Exercise aim —
Print every entry below word for word, leaving each line unchanged.

┌─ Entries

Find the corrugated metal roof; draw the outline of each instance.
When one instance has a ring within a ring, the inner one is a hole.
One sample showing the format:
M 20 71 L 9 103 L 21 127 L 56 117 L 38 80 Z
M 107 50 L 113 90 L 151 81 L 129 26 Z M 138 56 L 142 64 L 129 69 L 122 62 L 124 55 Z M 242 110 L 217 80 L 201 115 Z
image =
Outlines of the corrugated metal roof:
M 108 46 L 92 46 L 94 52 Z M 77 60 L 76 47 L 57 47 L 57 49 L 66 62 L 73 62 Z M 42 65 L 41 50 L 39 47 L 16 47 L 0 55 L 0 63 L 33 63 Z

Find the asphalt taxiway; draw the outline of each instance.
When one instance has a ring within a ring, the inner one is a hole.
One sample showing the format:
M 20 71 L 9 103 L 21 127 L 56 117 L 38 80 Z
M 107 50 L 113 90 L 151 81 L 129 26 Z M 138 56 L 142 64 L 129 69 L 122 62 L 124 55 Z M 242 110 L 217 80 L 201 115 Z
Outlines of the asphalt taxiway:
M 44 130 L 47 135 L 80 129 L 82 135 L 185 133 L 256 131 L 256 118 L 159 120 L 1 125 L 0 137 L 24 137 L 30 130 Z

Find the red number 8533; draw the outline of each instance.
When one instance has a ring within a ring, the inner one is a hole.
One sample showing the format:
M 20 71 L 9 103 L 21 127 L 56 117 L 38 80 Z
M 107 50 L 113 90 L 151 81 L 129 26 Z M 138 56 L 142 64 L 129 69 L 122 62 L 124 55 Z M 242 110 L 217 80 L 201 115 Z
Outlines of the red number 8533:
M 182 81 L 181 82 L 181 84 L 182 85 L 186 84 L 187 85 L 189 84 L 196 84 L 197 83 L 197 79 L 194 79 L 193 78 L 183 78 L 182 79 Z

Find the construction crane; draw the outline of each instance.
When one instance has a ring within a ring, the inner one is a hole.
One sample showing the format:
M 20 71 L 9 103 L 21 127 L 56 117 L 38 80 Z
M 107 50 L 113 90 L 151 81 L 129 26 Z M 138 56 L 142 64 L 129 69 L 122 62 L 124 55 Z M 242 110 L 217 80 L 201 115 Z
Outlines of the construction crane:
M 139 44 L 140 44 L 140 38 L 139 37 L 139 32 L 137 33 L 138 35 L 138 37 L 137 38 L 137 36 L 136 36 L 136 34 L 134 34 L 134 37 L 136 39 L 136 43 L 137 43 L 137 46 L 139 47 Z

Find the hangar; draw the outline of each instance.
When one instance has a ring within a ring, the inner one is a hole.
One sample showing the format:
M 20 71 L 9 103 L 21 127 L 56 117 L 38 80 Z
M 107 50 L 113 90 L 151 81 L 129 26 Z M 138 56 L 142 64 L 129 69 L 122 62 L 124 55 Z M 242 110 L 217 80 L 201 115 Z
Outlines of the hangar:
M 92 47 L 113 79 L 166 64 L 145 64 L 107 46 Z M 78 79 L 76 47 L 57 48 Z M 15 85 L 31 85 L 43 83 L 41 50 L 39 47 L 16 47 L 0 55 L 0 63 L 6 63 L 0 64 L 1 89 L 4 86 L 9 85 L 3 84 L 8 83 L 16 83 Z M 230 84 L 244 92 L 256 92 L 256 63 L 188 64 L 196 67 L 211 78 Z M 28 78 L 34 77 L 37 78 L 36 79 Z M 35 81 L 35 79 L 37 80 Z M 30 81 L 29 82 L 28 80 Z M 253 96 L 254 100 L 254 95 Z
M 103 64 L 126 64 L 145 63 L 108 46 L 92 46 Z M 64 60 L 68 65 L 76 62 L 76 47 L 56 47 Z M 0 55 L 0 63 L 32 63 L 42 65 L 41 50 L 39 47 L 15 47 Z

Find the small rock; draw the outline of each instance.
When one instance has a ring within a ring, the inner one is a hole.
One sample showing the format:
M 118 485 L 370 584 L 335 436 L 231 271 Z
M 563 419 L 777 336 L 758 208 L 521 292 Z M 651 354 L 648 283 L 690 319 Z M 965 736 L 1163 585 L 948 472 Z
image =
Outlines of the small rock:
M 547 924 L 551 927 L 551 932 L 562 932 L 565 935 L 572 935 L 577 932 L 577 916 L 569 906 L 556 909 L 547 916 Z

└─

Solution to this exercise —
Find the corrugated metal roof; draw the outline of each instance.
When one instance has a ring within a ring, the inner one is a hole.
One sample showing the format:
M 20 71 L 9 103 L 21 127 L 56 117 L 38 80 Z
M 107 50 L 113 90 L 151 81 L 129 26 Z M 138 56 L 142 64 L 129 69 L 122 62 L 124 55 Z M 242 110 L 217 80 L 201 115 Z
image =
Outlines of the corrugated metal roof:
M 108 46 L 92 46 L 94 52 Z M 77 60 L 76 47 L 57 47 L 57 49 L 66 62 L 73 62 Z M 42 65 L 41 50 L 39 47 L 16 47 L 0 55 L 0 63 L 33 63 Z

Find the asphalt taxiway; draw the outline of each instance.
When one instance has a ring within a ring, the inner one is a hole.
One sample showing the format:
M 20 71 L 9 103 L 21 127 L 56 117 L 38 80 Z
M 107 50 L 113 90 L 151 81 L 129 26 Z M 138 56 L 142 64 L 129 69 L 122 62 L 124 55 Z M 242 110 L 217 80 L 201 115 Z
Outlines of the asphalt taxiway:
M 44 130 L 47 135 L 80 129 L 82 135 L 185 133 L 256 131 L 256 118 L 159 120 L 1 125 L 0 137 L 24 137 L 30 130 Z

Find the red number 8533; draw the outline of each instance.
When one instance has a ring within a ring, the inner one is a hole.
One sample showing the format:
M 20 71 L 9 103 L 21 127 L 56 117 L 38 80 Z
M 107 50 L 113 90 L 151 81 L 129 26 Z M 138 56 L 142 64 L 129 69 L 122 62 L 124 55 Z M 242 110 L 217 80 L 201 115 Z
Outlines of the red number 8533:
M 182 81 L 181 82 L 181 84 L 182 85 L 186 84 L 187 85 L 189 84 L 196 84 L 197 83 L 197 79 L 194 79 L 193 78 L 183 78 L 182 79 Z

Find the construction crane; draw the outline of each instance.
When one instance has a ring within a ring, the inner one is a hole.
One sample showing the format:
M 20 71 L 9 103 L 21 127 L 56 117 L 38 80 Z
M 107 50 L 113 90 L 151 81 L 129 26 Z M 138 56 L 142 64 L 129 69 L 122 62 L 124 55 Z M 242 110 L 217 80 L 201 115 Z
Outlines of the construction crane:
M 139 44 L 140 44 L 140 38 L 139 37 L 139 32 L 137 33 L 138 35 L 138 37 L 137 38 L 137 36 L 136 36 L 136 34 L 134 34 L 134 37 L 136 39 L 136 43 L 137 43 L 137 46 L 139 47 Z

Find the hangar; draw the outline of each instance.
When one instance has a ring within a ring, the inner one is a hole.
One sample showing the format:
M 20 71 L 9 103 L 21 127 L 56 117 L 38 80 Z
M 107 50 L 113 90 L 151 81 L 129 26 Z M 138 56 L 142 64 L 129 69 L 122 62 L 124 55 Z M 242 110 L 217 80 L 201 115 Z
Outlines of the hangar:
M 92 47 L 113 79 L 166 64 L 145 64 L 107 46 Z M 78 79 L 76 47 L 57 48 Z M 15 85 L 31 85 L 43 83 L 41 50 L 39 47 L 16 47 L 0 55 L 0 63 L 6 63 L 0 64 L 1 89 L 4 86 L 9 85 L 3 84 L 8 83 L 16 83 Z M 230 84 L 244 92 L 256 92 L 256 63 L 188 64 L 196 67 L 211 78 Z M 28 78 L 34 77 L 37 78 L 36 79 Z M 35 81 L 35 79 L 37 80 Z M 30 81 L 29 82 L 28 80 Z M 253 96 L 254 100 L 254 95 Z
M 103 64 L 126 64 L 145 63 L 108 46 L 92 46 Z M 64 60 L 68 65 L 76 62 L 76 47 L 56 47 Z M 0 55 L 0 63 L 32 63 L 42 65 L 41 50 L 39 47 L 15 47 Z

Find the small rock; draw the outline of each instance.
When one instance has a ring within a ring, the inner one is a hole.
One sample showing the format:
M 118 485 L 370 584 L 335 436 L 231 271 Z
M 563 419 L 777 336 L 758 208 L 521 292 Z M 651 354 L 648 283 L 690 319 Z M 965 736 L 1163 585 L 948 472 Z
image =
Outlines of the small rock:
M 547 924 L 551 927 L 551 932 L 562 932 L 565 935 L 572 935 L 577 932 L 577 916 L 569 906 L 556 909 L 547 916 Z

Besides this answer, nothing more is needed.